▶ [Your instructions]:
Rewrite the lines from the line with "white ceiling, given" to the line with "(1097, 396)", replacing every occurrence of "stone" with "rock" and leaving all else unchanged.

▶ [Location identification entries]:
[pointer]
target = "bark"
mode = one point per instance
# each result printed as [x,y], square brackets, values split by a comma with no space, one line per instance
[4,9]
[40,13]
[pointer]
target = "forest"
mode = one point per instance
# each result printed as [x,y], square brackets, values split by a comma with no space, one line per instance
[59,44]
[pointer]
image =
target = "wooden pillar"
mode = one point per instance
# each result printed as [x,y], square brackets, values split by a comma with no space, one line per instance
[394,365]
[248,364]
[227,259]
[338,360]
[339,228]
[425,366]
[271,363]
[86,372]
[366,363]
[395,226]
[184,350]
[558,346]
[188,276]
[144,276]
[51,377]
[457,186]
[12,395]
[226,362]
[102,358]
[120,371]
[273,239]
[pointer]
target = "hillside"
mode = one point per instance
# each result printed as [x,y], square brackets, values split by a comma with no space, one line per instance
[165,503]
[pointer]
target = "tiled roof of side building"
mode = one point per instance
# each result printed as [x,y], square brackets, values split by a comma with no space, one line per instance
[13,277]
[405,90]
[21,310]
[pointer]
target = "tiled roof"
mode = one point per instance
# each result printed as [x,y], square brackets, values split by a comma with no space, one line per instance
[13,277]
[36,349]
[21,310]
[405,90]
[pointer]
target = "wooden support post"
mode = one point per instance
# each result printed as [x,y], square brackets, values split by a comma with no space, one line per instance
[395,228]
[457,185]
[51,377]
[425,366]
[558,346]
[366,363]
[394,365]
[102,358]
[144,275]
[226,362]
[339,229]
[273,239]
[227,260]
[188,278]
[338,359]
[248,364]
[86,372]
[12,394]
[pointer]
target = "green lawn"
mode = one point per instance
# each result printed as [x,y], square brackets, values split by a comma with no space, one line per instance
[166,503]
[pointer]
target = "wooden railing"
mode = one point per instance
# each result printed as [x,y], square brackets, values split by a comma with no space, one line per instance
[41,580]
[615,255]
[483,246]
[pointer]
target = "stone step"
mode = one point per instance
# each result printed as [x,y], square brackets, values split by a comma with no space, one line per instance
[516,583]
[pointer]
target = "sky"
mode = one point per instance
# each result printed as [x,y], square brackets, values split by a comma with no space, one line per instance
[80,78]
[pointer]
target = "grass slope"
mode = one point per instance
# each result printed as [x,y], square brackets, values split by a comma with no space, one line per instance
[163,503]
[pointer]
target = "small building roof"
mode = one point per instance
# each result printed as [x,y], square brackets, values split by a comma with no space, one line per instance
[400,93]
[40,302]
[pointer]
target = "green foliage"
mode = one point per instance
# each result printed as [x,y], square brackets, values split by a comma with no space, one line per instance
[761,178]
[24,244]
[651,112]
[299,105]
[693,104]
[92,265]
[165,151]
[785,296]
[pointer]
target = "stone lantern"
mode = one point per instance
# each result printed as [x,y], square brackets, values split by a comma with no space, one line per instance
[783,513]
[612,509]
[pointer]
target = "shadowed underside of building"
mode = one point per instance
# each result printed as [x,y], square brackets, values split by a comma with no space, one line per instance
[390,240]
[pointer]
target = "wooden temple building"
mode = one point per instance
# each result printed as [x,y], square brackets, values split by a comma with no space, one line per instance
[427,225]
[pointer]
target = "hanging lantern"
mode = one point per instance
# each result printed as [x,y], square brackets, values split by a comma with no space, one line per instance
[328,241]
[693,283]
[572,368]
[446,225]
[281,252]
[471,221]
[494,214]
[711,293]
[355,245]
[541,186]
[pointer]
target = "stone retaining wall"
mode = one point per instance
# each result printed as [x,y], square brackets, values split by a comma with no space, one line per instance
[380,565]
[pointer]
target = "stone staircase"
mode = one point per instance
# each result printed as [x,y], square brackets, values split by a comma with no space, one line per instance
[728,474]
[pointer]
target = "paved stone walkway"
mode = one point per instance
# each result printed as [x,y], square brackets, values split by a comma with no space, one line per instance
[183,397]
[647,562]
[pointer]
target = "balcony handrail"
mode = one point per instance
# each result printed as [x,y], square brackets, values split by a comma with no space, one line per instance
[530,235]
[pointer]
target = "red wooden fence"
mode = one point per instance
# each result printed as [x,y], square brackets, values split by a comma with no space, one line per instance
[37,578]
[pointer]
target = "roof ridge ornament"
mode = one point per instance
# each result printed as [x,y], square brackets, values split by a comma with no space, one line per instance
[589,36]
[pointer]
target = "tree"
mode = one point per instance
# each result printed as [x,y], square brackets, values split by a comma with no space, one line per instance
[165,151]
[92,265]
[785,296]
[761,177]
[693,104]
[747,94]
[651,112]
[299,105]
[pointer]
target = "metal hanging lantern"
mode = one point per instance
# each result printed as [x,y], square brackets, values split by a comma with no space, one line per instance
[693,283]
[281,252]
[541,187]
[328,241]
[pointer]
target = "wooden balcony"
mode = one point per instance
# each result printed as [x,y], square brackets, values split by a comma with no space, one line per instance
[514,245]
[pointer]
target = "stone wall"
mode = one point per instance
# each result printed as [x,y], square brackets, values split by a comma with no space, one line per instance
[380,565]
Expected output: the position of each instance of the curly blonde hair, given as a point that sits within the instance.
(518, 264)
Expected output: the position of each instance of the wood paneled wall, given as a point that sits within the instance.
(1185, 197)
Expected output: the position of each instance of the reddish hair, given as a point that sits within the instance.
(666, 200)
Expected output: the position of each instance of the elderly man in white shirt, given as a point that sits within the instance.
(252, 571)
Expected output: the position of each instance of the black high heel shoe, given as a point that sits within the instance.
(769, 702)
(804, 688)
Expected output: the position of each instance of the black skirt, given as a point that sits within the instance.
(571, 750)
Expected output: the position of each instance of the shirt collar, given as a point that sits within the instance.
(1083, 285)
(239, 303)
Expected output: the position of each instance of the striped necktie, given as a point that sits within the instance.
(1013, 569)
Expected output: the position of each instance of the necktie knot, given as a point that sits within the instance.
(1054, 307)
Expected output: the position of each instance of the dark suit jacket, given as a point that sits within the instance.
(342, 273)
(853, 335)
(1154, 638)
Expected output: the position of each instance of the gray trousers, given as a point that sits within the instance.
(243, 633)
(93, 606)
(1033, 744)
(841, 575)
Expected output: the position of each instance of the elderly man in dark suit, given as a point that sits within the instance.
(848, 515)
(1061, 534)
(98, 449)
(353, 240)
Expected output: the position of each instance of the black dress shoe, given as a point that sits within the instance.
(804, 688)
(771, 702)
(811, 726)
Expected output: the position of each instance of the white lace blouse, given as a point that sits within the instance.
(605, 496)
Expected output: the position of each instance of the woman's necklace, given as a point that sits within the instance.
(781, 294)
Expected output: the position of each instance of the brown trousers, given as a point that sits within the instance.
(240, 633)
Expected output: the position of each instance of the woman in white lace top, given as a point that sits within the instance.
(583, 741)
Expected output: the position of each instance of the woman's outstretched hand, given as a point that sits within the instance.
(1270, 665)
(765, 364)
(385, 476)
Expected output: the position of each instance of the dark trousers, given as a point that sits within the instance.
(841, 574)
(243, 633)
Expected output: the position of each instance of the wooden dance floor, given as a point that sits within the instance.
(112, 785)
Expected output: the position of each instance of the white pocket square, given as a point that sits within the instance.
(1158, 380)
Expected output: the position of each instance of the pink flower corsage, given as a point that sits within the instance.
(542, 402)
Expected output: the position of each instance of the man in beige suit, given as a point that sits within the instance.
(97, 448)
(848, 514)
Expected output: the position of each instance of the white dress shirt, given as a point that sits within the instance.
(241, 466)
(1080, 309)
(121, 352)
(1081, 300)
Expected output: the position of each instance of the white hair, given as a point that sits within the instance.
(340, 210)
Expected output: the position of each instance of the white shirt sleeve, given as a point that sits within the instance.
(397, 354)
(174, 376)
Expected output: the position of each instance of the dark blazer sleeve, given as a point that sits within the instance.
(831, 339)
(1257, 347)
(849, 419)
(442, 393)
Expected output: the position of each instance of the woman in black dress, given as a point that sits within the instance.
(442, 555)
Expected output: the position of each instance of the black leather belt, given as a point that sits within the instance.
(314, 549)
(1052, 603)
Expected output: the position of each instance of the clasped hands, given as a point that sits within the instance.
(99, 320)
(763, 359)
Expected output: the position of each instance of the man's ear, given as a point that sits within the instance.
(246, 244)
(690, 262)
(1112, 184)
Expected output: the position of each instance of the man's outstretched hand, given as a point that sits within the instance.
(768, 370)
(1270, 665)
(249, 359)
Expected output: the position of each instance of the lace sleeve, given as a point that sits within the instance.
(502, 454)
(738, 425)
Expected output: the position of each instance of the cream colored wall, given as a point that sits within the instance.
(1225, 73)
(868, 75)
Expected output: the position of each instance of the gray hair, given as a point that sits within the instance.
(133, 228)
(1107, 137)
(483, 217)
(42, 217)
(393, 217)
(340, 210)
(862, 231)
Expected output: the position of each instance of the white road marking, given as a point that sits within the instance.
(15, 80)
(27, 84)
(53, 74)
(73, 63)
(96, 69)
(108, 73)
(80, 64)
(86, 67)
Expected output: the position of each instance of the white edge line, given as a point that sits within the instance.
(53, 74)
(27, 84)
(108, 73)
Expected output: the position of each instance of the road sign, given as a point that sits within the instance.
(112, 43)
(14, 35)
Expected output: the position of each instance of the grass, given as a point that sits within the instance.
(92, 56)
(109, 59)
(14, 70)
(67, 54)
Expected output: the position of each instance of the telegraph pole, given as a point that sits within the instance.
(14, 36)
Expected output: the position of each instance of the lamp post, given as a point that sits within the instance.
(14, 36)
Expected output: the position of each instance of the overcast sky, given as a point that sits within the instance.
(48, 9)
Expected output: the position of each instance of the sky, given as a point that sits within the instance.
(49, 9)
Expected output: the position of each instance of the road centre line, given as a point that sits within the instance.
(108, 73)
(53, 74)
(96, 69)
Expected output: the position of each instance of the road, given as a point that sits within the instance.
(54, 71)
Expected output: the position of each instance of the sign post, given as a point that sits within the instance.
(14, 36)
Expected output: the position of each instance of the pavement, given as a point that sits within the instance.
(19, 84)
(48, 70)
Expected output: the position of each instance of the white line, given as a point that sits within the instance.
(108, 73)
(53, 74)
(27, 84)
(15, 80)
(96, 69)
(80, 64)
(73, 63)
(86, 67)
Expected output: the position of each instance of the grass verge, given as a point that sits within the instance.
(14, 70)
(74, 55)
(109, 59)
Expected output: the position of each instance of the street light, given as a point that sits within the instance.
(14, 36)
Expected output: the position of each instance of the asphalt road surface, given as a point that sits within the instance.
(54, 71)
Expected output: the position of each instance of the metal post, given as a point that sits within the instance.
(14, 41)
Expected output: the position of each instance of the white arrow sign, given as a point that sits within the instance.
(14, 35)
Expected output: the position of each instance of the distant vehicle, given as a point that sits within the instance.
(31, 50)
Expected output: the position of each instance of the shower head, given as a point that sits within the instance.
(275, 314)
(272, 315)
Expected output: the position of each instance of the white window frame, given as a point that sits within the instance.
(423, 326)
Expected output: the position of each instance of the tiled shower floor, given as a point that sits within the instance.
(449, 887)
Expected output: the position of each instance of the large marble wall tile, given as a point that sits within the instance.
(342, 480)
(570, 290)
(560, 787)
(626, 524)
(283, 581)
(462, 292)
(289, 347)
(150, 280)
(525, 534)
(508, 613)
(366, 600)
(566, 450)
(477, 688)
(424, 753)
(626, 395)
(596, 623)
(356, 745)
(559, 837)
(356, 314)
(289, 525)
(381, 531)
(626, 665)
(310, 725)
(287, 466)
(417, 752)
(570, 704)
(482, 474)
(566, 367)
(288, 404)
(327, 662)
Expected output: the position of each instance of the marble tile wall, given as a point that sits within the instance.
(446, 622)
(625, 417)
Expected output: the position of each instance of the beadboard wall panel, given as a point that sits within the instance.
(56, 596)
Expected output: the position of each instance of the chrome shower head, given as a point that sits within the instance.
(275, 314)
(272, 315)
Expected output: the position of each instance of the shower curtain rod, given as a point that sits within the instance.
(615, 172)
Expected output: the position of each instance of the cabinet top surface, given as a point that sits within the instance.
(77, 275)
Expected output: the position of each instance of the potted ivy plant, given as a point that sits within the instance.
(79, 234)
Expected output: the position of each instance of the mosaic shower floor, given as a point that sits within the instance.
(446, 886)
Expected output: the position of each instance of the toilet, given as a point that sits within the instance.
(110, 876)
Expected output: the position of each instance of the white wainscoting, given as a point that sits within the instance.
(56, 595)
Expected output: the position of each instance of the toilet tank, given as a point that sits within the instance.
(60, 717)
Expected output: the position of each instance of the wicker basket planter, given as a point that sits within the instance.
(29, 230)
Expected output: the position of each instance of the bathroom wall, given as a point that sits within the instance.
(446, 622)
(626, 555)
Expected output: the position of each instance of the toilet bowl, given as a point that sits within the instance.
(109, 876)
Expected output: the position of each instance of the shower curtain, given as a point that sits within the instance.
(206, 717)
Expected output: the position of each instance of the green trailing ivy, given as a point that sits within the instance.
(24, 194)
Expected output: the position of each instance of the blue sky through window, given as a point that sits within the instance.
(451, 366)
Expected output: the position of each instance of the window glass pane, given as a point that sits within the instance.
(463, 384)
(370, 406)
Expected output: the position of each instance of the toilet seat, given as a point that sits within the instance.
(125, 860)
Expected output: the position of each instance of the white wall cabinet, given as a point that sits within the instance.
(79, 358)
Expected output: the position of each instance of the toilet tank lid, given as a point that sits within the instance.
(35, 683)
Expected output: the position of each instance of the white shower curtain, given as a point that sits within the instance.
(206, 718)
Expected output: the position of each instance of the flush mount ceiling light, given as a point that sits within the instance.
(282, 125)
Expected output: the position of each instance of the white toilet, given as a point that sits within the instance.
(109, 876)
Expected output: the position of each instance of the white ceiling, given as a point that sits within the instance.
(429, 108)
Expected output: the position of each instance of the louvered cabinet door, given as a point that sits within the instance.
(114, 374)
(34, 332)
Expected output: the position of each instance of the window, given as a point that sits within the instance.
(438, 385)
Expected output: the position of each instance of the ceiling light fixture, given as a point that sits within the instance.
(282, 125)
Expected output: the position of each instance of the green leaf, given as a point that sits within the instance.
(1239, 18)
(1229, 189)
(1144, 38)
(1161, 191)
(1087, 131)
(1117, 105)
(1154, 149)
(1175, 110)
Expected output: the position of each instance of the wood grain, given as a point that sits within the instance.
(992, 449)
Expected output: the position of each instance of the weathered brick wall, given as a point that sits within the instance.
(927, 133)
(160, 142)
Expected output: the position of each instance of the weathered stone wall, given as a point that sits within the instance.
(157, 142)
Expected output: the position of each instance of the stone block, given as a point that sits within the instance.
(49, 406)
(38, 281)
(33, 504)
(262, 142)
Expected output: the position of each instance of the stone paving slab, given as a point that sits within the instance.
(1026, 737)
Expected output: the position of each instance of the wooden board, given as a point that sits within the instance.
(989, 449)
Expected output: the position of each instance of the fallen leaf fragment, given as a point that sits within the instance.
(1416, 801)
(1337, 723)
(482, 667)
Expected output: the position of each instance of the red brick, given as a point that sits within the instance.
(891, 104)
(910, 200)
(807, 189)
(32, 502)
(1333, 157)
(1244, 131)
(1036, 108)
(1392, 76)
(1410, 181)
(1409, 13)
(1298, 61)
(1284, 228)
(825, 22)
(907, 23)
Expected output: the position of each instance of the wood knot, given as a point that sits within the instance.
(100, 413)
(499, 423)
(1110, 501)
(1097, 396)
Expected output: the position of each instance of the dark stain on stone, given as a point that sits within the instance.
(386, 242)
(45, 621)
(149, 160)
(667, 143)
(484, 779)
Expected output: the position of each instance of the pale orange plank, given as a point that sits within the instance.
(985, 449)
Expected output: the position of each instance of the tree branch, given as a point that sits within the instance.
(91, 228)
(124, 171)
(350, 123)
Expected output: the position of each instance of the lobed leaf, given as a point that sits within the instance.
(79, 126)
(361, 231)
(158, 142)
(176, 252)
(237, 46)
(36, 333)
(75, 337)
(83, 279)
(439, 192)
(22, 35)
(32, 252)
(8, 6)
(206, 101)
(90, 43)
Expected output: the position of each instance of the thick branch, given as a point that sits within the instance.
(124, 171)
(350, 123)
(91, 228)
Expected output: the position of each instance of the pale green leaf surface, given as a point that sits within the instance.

▶ [Task result]:
Expected output: the position of each instance of the white ceiling, given as a point that sits within the instance.
(429, 108)
Expected output: the position of each instance of the louvered cabinet door, given as a point that sits within the instance.
(114, 374)
(34, 332)
Expected output: the position of each instance of the window, given as a point that sits within the instance.
(438, 385)
Expected output: the position of each instance of the ceiling light fixture, given as a point that sits within the instance.
(282, 125)
Expected output: the position of each instance of the green leaf, given as a point that sits within the instance.
(1239, 18)
(1229, 189)
(1144, 38)
(1161, 191)
(1087, 131)
(1117, 105)
(1154, 149)
(1175, 110)
Expected output: the position of each instance of the wood grain, given as a point that sits within the instance.
(992, 449)
Expected output: the position of each instance of the weathered brick wall, given as a point that sits within the instance.
(927, 133)
(160, 142)
Expected output: the position of each instance of the weathered rock wall, given as a point that sits within the instance.
(157, 142)
Expected output: the position of each instance of the rock block, given as a point that sits within the instance.
(49, 406)
(38, 281)
(33, 504)
(262, 142)
Expected output: the position of each instance of the rock paving slab, given as a point that sits within the instance.
(1026, 737)
Expected output: the position of each instance of the wooden board, given as a point that sits within the instance.
(989, 449)
Expected output: the position of each instance of the fallen leaf fragment, given as a point that sits within the instance.
(1416, 801)
(1337, 723)
(482, 667)
Expected output: the position of each instance of the red brick, given as a point that sits within the instance.
(891, 104)
(910, 200)
(807, 189)
(32, 502)
(1333, 157)
(1244, 131)
(1036, 108)
(1392, 76)
(1410, 181)
(1409, 13)
(1298, 61)
(1284, 228)
(825, 22)
(907, 23)
Expected output: the position of each instance of the wood knot, given as a point that sits within the instance.
(100, 413)
(499, 423)
(1110, 501)
(1097, 396)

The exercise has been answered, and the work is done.